DIRECTION A
Duplicate the forum thread word for word, starting with "So far, what" and going on through "a few notes.".
DIRECTION B
List every note that f2harrell gives in his reply in the forum thread.
DIRECTION C
Based on the forum thread, answer yes or no to each statement and quote the words that decide it: (i) The first poster also posted the same question in "cross validated." (ii) The qcomhd function that the first poster used is a Python function. (iii) f2harrell says it is valid to compare two confidence intervals.

PASSAGE
Differences between quartiles in two different conditions

cs1972 · January 25, 2021, 12:31pm

Hi everyone,

I have a doubt and I hope this is an adequate forum to try to solve it. I have posted the same question in “cross validated” (although I think that does not violate any rule of this forum).

My question: I have calculated the difference between two independent groups in their quartiles and calculated the 95% confidence interval of that difference. These calculations have been performed twice (in the summer/ in the winter). Now, I would like to know whether there is a statistically significant difference between the summer/ winter estimated group differences at each quartile. How should I do that?

So far, what I did was to inspect whether each “winter difference” falls within the boundaries of the 95%CI of the corresponding “summer difference” (considering that if not, there is a statistically significant difference between them). Would that be correct?

If so, how one should interpret cases at which one “winter difference” falls within the boundaries of the 95%CI of the corresponding “summer difference”, but the “summer difference” does not fall in the boundaries of the 95%CI of the same “winter difference”?

Thanks in advance for any possible answer.

f2harrell · January 25, 2021, 12:44pm

Just a few notes.

It is not a good goal to seek “statistical significance”
It is not valid to compare two confidence intervals; instead compute a confidence interval for the double difference
Better to put this in the context of a well-formulated unified statistical model so that we can see all the parameters involved and better understand their meaning

cs1972 · January 25, 2021, 1:23pm

Dear Dr. Harrell,
Thank you very much for your fast reply.

-I completely agree with your comment about statistical significance. I might miss-expressed myself, as I am not “looking for” a p-value as much as knowing if I can claim that there is a non-trivial difference between the summer/ winter differences. Yet, if that would come together with a p-value, that would be convenient for possible publication.

I see that the correct approach would be computing a confidence interval for the double difference. In fact, that is what I have read about confidence intervals of means’ differences. However, I am not sure how to conduct such a calculation in this case.

-To get help with the previous, I should probably provide more context. I apologize for not having done it in the first instance and I hope to make it better now (please, correct me if I missunderstood which information I should provide).

my dependent variable is the score in a psychometric scale which provides a continuous score between 0 an 100. I have used the qcomhd function for R to calculate the differences between two groups at specified quantiles (in this case, the quartiles) of the obtained scores. Therefore, I obtained a bootstrap estimate of the value of each quartile in each group and also an estimate of the groups’ difference at each quartile with its 95%CI. As mentioned in my original post, I evaluated my sample in two different moments (summer/ winter) and I would like to provide information about the following questions

A) Differences between groups at each quartile in summer or winter. This is “solved” because that is what qcomhd calculates.

B) To draw valid conclusions about whether the between group differences for a quantile (e.g. the median) are similar/ different to those observed at other quantiles. I (probably uncorrectly) assumed that I could do that by checking whether or not the confidence intervals of the median contain the point estimate of other quantile (e.g. Q1). That is, are differences at the median similar or different than those observed at Q1?

Excerpts of annotation records
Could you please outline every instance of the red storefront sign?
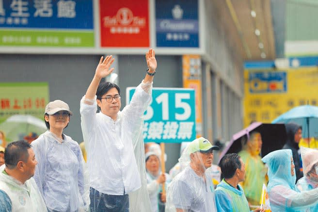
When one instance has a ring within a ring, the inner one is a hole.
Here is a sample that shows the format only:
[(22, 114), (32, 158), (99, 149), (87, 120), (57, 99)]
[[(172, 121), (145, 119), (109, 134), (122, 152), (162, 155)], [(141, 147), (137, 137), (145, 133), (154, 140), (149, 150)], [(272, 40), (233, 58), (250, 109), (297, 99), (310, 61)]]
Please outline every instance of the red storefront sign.
[(102, 47), (149, 47), (148, 0), (100, 0)]

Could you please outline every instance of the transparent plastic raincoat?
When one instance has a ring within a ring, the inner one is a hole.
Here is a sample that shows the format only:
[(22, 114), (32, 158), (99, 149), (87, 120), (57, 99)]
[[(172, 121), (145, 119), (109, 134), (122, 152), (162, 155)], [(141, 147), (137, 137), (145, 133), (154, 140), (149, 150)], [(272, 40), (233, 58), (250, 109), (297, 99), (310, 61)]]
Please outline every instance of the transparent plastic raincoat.
[[(24, 184), (4, 172), (5, 165), (0, 167), (0, 211), (13, 212), (45, 212), (47, 207), (34, 179), (31, 178)], [(8, 198), (10, 199), (6, 199)], [(5, 207), (5, 208), (3, 208)]]
[(198, 212), (217, 211), (212, 179), (205, 173), (205, 164), (208, 162), (210, 166), (213, 159), (202, 155), (199, 151), (201, 147), (197, 141), (202, 139), (201, 141), (209, 143), (202, 137), (195, 140), (179, 159), (184, 168), (168, 186), (166, 212), (175, 212), (177, 209)]
[[(118, 112), (116, 121), (101, 112), (96, 113), (96, 96), (93, 101), (84, 96), (80, 101), (90, 186), (102, 194), (128, 194), (131, 212), (151, 210), (147, 190), (143, 116), (151, 101), (152, 88), (152, 82), (143, 81), (129, 104)], [(97, 198), (94, 201), (98, 201)]]
[[(318, 150), (301, 147), (304, 177), (297, 181), (301, 191), (309, 191), (318, 187)], [(318, 204), (312, 206), (307, 212), (318, 212)]]
[[(291, 175), (290, 149), (271, 152), (263, 157), (268, 166), (268, 191), (273, 212), (305, 212), (318, 203), (318, 189), (300, 192), (295, 185), (296, 175)], [(295, 168), (294, 168), (295, 173)]]
[(38, 162), (34, 178), (48, 211), (88, 211), (88, 170), (79, 144), (63, 134), (62, 143), (49, 131), (32, 142)]

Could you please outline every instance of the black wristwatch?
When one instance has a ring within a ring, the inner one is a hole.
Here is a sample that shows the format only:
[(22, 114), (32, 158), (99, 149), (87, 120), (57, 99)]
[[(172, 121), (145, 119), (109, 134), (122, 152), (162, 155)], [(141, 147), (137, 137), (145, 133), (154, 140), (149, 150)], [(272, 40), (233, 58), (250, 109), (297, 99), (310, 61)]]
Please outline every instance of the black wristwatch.
[(147, 74), (148, 74), (148, 75), (150, 75), (152, 76), (154, 76), (155, 74), (156, 74), (156, 71), (155, 71), (154, 73), (150, 73), (148, 71), (149, 71), (149, 68), (147, 68), (147, 70), (146, 70), (146, 72), (147, 72)]

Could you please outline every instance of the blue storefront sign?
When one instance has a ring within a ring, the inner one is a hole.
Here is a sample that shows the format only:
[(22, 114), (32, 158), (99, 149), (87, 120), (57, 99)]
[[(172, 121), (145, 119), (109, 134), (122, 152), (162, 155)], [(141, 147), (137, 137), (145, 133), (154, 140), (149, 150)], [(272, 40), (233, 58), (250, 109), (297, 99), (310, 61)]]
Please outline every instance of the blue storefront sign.
[(157, 0), (159, 47), (199, 47), (198, 0)]
[(0, 0), (0, 27), (93, 29), (92, 0)]
[(0, 47), (92, 47), (93, 19), (93, 0), (0, 0)]
[[(135, 88), (126, 90), (127, 103)], [(194, 90), (156, 88), (143, 116), (145, 142), (181, 143), (195, 139)]]
[(285, 71), (257, 72), (249, 74), (251, 93), (282, 93), (287, 91)]

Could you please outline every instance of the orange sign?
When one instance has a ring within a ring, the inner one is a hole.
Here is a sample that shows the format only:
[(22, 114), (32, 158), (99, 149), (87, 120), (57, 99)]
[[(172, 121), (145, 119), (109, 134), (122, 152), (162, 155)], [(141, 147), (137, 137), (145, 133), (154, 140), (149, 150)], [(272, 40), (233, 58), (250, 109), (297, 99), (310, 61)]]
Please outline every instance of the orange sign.
[(195, 122), (196, 137), (202, 136), (202, 100), (201, 59), (200, 55), (182, 56), (183, 87), (193, 88), (195, 93)]

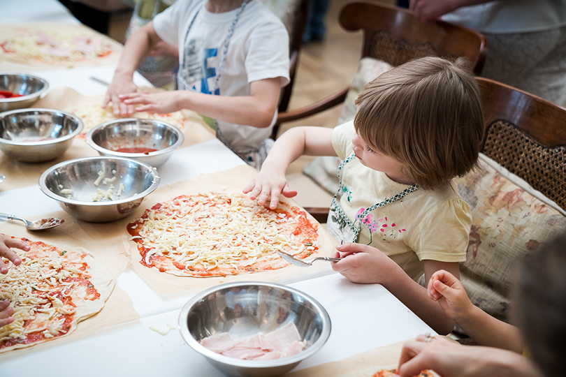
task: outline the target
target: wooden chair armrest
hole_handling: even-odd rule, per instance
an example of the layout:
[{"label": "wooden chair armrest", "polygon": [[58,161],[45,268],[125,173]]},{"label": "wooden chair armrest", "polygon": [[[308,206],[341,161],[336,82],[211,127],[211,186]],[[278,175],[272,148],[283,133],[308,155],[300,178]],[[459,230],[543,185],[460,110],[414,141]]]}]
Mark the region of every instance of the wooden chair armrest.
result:
[{"label": "wooden chair armrest", "polygon": [[346,99],[346,95],[349,89],[349,87],[344,88],[338,93],[335,93],[326,98],[315,102],[312,105],[305,106],[300,109],[280,112],[277,114],[277,124],[280,124],[287,121],[302,119],[342,103]]},{"label": "wooden chair armrest", "polygon": [[305,210],[320,223],[326,222],[326,219],[328,218],[328,212],[330,212],[330,208],[328,207],[305,207]]}]

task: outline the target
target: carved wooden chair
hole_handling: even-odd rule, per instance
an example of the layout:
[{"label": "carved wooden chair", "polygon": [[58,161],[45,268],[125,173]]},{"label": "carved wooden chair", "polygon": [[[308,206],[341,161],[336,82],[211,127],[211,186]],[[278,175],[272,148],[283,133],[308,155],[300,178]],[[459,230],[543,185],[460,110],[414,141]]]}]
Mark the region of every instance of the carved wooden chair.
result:
[{"label": "carved wooden chair", "polygon": [[[373,57],[396,66],[425,56],[465,57],[476,73],[484,66],[486,45],[484,36],[442,21],[421,22],[405,8],[375,1],[355,1],[342,8],[339,22],[346,30],[363,30],[361,57]],[[342,103],[348,89],[305,108],[280,112],[272,138],[277,137],[282,123],[310,117]]]},{"label": "carved wooden chair", "polygon": [[[477,77],[485,134],[481,152],[566,211],[566,108]],[[305,208],[326,222],[328,208]]]},{"label": "carved wooden chair", "polygon": [[[485,126],[482,165],[456,179],[472,214],[460,279],[474,305],[507,320],[516,263],[566,234],[566,108],[477,80]],[[305,209],[326,221],[328,208]]]},{"label": "carved wooden chair", "polygon": [[486,124],[482,152],[566,210],[566,109],[477,77]]}]

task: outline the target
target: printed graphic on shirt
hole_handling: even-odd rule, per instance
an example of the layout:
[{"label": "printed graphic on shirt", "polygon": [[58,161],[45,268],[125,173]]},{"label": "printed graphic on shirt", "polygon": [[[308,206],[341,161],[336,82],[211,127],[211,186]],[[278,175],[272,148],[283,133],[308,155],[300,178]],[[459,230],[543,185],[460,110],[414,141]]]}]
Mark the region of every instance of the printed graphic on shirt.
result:
[{"label": "printed graphic on shirt", "polygon": [[[184,51],[184,59],[181,67],[183,78],[195,91],[212,94],[218,48],[199,49],[196,40],[191,39],[185,44]],[[220,94],[219,88],[214,89],[214,94]]]}]

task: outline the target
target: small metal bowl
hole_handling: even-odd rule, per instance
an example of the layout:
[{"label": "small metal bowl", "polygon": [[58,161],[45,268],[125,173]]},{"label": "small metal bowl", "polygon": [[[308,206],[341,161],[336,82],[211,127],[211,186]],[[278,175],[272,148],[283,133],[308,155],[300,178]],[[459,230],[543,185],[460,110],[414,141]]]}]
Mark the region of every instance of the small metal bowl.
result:
[{"label": "small metal bowl", "polygon": [[[234,339],[259,332],[268,333],[289,323],[295,324],[307,347],[287,357],[242,360],[217,353],[199,343],[226,332]],[[331,327],[328,313],[312,297],[281,284],[256,281],[228,283],[205,290],[191,298],[179,315],[179,330],[184,341],[228,376],[283,374],[320,350],[330,336]]]},{"label": "small metal bowl", "polygon": [[[87,144],[101,155],[133,158],[154,168],[165,163],[184,139],[183,133],[172,124],[137,118],[102,123],[91,129],[85,138]],[[124,148],[156,150],[139,153],[117,151]]]},{"label": "small metal bowl", "polygon": [[82,130],[82,121],[52,109],[19,109],[0,113],[0,150],[23,162],[57,158]]},{"label": "small metal bowl", "polygon": [[[104,156],[64,161],[39,177],[43,193],[75,219],[92,223],[126,217],[158,186],[159,175],[147,163]],[[114,199],[94,201],[97,189]]]},{"label": "small metal bowl", "polygon": [[0,90],[21,96],[0,98],[0,111],[29,108],[48,89],[49,83],[41,77],[17,72],[3,72],[0,73]]}]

EXERCISE RESULT A
So far, what I did was to inspect whether each “winter difference” falls within the boundaries of the 95%CI of the corresponding “summer difference” (considering that if not, there is a statistically significant difference between them). Would that be correct?

If so, how one should interpret cases at which one “winter difference” falls within the boundaries of the 95%CI of the corresponding “summer difference”, but the “summer difference” does not fall in the boundaries of the 95%CI of the same “winter difference”?

Thanks in advance for any possible answer.

f2harrell · January 25, 2021, 12:44pm

Just a few notes.

EXERCISE RESULT B
- It is not a good goal to seek “statistical significance”
- It is not valid to compare two confidence intervals; instead compute a confidence interval for the double difference
- Better to put this in the context of a well-formulated unified statistical model so that we can see all the parameters involved and better understand their meaning

EXERCISE RESULT C
(i) Yes: "I have posted the same question in “cross validated”"
(ii) No: "I have used the qcomhd function for R"
(iii) No: "It is not valid to compare two confidence intervals"